── PROVIDED ENTRIES ──
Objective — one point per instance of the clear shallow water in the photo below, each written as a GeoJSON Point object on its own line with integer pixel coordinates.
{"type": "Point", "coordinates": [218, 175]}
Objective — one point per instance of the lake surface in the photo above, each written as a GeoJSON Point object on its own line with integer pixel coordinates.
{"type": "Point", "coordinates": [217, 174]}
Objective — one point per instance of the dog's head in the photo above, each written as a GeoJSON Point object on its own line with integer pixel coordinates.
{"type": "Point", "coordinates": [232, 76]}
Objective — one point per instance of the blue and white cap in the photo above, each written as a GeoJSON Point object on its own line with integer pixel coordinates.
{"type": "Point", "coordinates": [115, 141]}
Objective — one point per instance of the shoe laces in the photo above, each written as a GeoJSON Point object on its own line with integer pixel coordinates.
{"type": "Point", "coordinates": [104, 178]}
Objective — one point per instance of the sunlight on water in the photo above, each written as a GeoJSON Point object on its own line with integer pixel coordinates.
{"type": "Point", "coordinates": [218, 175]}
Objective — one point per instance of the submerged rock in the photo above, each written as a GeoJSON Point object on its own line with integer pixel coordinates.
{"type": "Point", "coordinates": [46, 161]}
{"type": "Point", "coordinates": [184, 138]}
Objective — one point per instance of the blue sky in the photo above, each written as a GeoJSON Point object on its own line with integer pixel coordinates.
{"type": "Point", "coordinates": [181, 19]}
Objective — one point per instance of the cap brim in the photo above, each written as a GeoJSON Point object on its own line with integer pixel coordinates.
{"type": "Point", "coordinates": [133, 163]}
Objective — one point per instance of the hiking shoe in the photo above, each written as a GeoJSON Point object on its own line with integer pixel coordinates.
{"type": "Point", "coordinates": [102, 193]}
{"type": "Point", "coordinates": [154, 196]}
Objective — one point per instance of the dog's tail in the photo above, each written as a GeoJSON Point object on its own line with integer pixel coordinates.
───
> BRIEF:
Whatever appears in the lines above should be copied exactly.

> TASK OUTPUT:
Objective — one point per instance of the clear shallow water in the photo below, each written as a GeoJSON Point object on its own line with integer pixel coordinates.
{"type": "Point", "coordinates": [218, 175]}
Objective — one point per instance of the lake surface in the photo above, each written as a GeoJSON Point object on its own line with integer pixel coordinates.
{"type": "Point", "coordinates": [217, 174]}
Objective — one point per instance of the dog's head in the photo above, each written as a GeoJSON Point object on its own line with integer pixel coordinates.
{"type": "Point", "coordinates": [232, 76]}
Objective — one point per instance of the blue and white cap in the photo above, each written as a GeoJSON Point object on its own line with integer pixel coordinates.
{"type": "Point", "coordinates": [115, 141]}
Objective — one point per instance of the shoe laces in the photo above, each written as a GeoJSON Point object on its own line with integer pixel coordinates.
{"type": "Point", "coordinates": [104, 178]}
Objective — one point per instance of the sunlight on water in the photo above, each written as a GeoJSON Point object on its own line with integer pixel coordinates.
{"type": "Point", "coordinates": [218, 175]}
Objective — one point per instance of the submerged rock in the photo above, each written as a GeoJSON Point object on its own line with integer pixel coordinates.
{"type": "Point", "coordinates": [46, 161]}
{"type": "Point", "coordinates": [184, 138]}
Objective — one point per instance of the blue sky in the photo above, each written as a GeoJSON Point object on its own line with integer pixel coordinates.
{"type": "Point", "coordinates": [181, 19]}
Objective — one point per instance of the cap brim in the photo above, each written as a GeoJSON Point object on its own line with integer pixel coordinates.
{"type": "Point", "coordinates": [133, 163]}
Objective — one point per instance of the hiking shoe in the photo above, each written as a GeoJSON Point object on its own line with integer pixel coordinates.
{"type": "Point", "coordinates": [102, 193]}
{"type": "Point", "coordinates": [154, 196]}
Objective — one point per instance of the dog's tail in the photo above, each written as a GeoJSON Point object on its own line with integer pixel coordinates.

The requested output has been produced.